WORK INSTRUCTIONS
All records below are to be set down exactly, each character intact.

RECORDS

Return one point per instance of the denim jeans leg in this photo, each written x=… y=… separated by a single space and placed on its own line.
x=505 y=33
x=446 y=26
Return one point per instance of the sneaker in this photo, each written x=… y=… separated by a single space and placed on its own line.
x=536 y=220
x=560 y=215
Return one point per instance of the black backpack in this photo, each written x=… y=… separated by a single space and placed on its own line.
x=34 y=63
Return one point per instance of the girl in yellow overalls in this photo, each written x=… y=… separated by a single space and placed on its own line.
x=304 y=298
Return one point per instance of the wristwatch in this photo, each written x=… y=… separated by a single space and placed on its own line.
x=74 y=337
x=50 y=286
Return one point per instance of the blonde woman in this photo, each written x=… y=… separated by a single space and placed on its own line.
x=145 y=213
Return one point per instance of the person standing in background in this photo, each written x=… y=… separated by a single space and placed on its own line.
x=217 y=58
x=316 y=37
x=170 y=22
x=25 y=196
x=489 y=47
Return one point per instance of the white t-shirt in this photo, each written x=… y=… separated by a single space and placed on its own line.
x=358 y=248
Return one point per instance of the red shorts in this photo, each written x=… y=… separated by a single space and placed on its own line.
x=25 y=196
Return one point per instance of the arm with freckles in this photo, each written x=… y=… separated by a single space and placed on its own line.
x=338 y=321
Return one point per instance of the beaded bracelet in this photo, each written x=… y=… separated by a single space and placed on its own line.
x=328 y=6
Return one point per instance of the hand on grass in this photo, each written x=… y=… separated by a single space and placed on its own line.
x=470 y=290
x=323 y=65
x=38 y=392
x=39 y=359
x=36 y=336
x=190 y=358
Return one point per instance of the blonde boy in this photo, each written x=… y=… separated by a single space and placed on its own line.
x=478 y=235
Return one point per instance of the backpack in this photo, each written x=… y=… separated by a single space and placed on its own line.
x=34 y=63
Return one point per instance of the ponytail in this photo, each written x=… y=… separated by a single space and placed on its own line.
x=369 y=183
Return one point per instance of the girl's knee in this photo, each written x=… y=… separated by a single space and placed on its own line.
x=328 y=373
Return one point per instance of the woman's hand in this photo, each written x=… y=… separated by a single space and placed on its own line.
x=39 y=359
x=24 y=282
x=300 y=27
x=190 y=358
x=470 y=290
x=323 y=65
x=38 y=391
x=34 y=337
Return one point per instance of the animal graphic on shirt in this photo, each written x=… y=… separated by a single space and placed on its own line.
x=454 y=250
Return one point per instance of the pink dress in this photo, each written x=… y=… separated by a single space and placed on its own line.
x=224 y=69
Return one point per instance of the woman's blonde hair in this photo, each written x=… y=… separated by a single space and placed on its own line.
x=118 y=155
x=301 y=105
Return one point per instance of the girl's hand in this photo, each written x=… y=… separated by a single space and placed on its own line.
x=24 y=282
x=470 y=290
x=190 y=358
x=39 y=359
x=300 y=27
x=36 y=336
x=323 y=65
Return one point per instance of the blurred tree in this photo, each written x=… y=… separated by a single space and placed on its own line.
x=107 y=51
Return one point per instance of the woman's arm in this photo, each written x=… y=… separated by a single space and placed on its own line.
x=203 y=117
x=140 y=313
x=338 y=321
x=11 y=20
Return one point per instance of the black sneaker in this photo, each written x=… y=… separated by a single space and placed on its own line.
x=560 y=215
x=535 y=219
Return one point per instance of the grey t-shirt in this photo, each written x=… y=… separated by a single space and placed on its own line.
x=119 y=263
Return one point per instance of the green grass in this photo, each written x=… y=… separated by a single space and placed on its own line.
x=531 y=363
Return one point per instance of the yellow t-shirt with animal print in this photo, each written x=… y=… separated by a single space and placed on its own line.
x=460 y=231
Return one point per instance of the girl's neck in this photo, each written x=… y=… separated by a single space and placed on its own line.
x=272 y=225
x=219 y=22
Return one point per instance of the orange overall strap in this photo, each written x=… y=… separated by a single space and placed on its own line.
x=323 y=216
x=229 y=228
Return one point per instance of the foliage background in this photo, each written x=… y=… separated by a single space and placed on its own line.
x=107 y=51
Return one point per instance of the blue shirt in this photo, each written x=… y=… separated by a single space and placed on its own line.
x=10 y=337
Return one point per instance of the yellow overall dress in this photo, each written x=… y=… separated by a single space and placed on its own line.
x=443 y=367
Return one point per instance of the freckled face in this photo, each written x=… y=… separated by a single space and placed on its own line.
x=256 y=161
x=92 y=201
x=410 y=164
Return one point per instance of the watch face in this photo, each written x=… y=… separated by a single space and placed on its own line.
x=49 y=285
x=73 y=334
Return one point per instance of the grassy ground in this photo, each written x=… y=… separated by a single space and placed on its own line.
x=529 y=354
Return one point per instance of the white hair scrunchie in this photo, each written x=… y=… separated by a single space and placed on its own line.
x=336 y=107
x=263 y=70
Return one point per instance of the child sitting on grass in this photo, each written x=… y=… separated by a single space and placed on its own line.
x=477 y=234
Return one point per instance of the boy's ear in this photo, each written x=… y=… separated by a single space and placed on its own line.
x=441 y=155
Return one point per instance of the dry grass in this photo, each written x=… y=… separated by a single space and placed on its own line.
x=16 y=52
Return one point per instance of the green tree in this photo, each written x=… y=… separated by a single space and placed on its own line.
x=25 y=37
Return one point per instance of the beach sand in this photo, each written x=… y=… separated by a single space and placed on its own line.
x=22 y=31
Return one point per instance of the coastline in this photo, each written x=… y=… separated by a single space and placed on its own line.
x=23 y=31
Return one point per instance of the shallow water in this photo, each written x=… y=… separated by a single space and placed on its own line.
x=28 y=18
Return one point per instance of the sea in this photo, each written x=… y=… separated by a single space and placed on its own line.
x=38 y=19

ANSWER FOR THE TASK
Return one point per instance of the denim jeans leg in this photo, each written x=… y=… separated by a single space and placed on its own line.
x=505 y=33
x=446 y=26
Return one point per instance of the sneaker in this photo, each written x=… y=… separated by a single space and placed on its own line.
x=536 y=220
x=560 y=215
Return one point per instance of the black backpack in this photo, each written x=… y=… separated by a single space and placed on its own line.
x=34 y=63
Return one point per instance of the girl in yellow overalls in this photo, each written x=… y=… separated by a single space and placed on its own line.
x=304 y=298
Return one point per instance of the wristwatch in this photo, each written x=… y=… separated by a single space and placed on its own line.
x=74 y=337
x=50 y=286
Return one point per instance of the blonde woman in this photo, each written x=… y=… separated by a single space and placed on its own line.
x=145 y=213
Return one point per instance of the person standing in background in this photo, each written x=… y=… separated by a single space and placed on its own line.
x=217 y=58
x=316 y=37
x=170 y=22
x=25 y=196
x=489 y=47
Return one point per instance of the white t-shirt in this photo, each written x=… y=… separated by a single space and placed on its own line.
x=358 y=248
Return one point per instance of the red shorts in this photo, each written x=… y=… separated by a single space and placed on its own line.
x=25 y=196
Return one point per instance of the arm with freckles in this photo, each written x=… y=… separated by a single space and placed on its own line.
x=338 y=321
Return one point per instance of the beaded bracelet in this photo, each written x=… y=… separated by a single space and placed on its own line.
x=328 y=6
Return one point per instance of the hand on grass in this photo, each written x=… y=… separated by a single space and placed on its own line.
x=470 y=290
x=323 y=65
x=38 y=392
x=39 y=359
x=36 y=336
x=190 y=358
Return one point per instance of the blonde boy in this photo, each written x=… y=… separated by a single space and placed on its own line.
x=478 y=235
Return one point per instance of the backpack in this photo, each written x=… y=… separated by a single space and placed on its own line.
x=34 y=63
Return one point per instance of the ponytail in this photo, each written x=… y=… separated by a single space and placed on its own line.
x=369 y=183
Return one point per instance of the girl's knee in this photo, each written x=… y=… separated by a single space and placed on its own line.
x=328 y=373
Return one point per instance of the woman's hand in this photo, each written x=… y=… separated by a single space and placed on its own line.
x=39 y=359
x=24 y=282
x=300 y=27
x=190 y=358
x=470 y=290
x=323 y=65
x=38 y=391
x=34 y=337
Return one point per instance of the animal graphic on shirt in this photo, each written x=… y=… separated by a single space and placed on its own line.
x=454 y=250
Return one point per instance of the pink dress in this photo, each written x=… y=… separated by a single space and placed on its own line.
x=224 y=69
Return one point per instance of the woman's blonde hair in this photo, each written x=… y=… separated by a single space and placed on its own line.
x=118 y=155
x=301 y=105
Return one point per instance of the girl's hand in this photo, each written x=… y=… separated by a single space and placed on its own line.
x=24 y=282
x=470 y=290
x=190 y=358
x=39 y=359
x=300 y=27
x=36 y=336
x=323 y=65
Return one point per instance of the blurred tree in this photo, each written x=… y=… separated by a single space and placed on its own line.
x=107 y=51
Return one point per instance of the woman's arm in this photo, each written x=… y=… separated by a single space and placed on its own line.
x=203 y=117
x=140 y=313
x=338 y=321
x=11 y=20
Return one point per instance of the black sneaker in this photo, each written x=… y=… separated by a single space and placed on its own line.
x=560 y=215
x=535 y=219
Return one point per instance of the grey t-shirt in this photo, each written x=… y=… separated by a single space and placed on its own line.
x=119 y=263
Return one point per instance of the green grass in this photo, each written x=… y=… separated by a single space and placed on its own line.
x=531 y=363
Return one point per instance of the yellow t-shirt with animal print in this photo, each written x=… y=… separated by a single space and placed on its own line.
x=460 y=231
Return one point per instance of the girl's neck in this photo, each written x=… y=… separated by a single space and placed on its own line.
x=272 y=225
x=219 y=22
Return one point per instance of the orange overall strap in this photo, each written x=… y=… separated by a single space and placed on its own line.
x=323 y=216
x=229 y=228
Return one point per instance of the foliage background in this photo, each written x=… y=… separated by a single space and placed on its own line.
x=107 y=51
Return one point per instance of the blue shirt in this photo, each written x=… y=… separated by a single space and placed on its own line.
x=10 y=337
Return one point per instance of the yellow overall dress in this photo, each written x=… y=… separated by a single space and placed on its own line.
x=443 y=367
Return one point per instance of the freckled face in this photo, each written x=… y=… separated by a single space and placed on its own line.
x=256 y=161
x=92 y=201
x=410 y=164
Return one point per instance of the watch face in this photo, each written x=… y=… separated by a single space and placed on its own line.
x=49 y=285
x=73 y=334
Return one point per instance of the grassy ground in this photo, each written x=… y=… separated by a single space and placed on its own line.
x=529 y=354
Return one point per instance of the white hair scrunchie in this photo, each written x=… y=… separated by a single space and placed on its own line.
x=336 y=107
x=263 y=70
Return one point per instance of the child sitting on grass in this photo, each written x=… y=… separated by a single space and placed on its own line.
x=477 y=234
Return one point per instance of the boy's ear in this photo, each written x=… y=… separated by a single space and placed on its own line.
x=441 y=155
Return one point per instance of the dry grass in this photo, each written x=… y=… separated by a single space and placed on its own line.
x=16 y=52
Return one point per instance of the green tree in this photo, each written x=… y=… separated by a single space and placed on its own line.
x=25 y=37
Return one point per instance of the beach sand in this photo, each written x=… y=… separated by a single space and placed on its own line.
x=22 y=31
Return one point per instance of the coastline in this photo, each written x=… y=… separated by a single space and placed on its own line.
x=23 y=31
Return one point per instance of the shallow water in this photo, each written x=… y=… separated by a single space and placed on its own line.
x=28 y=18
Return one point per instance of the sea in this photo, each written x=… y=… separated by a single space and placed on its own line.
x=38 y=19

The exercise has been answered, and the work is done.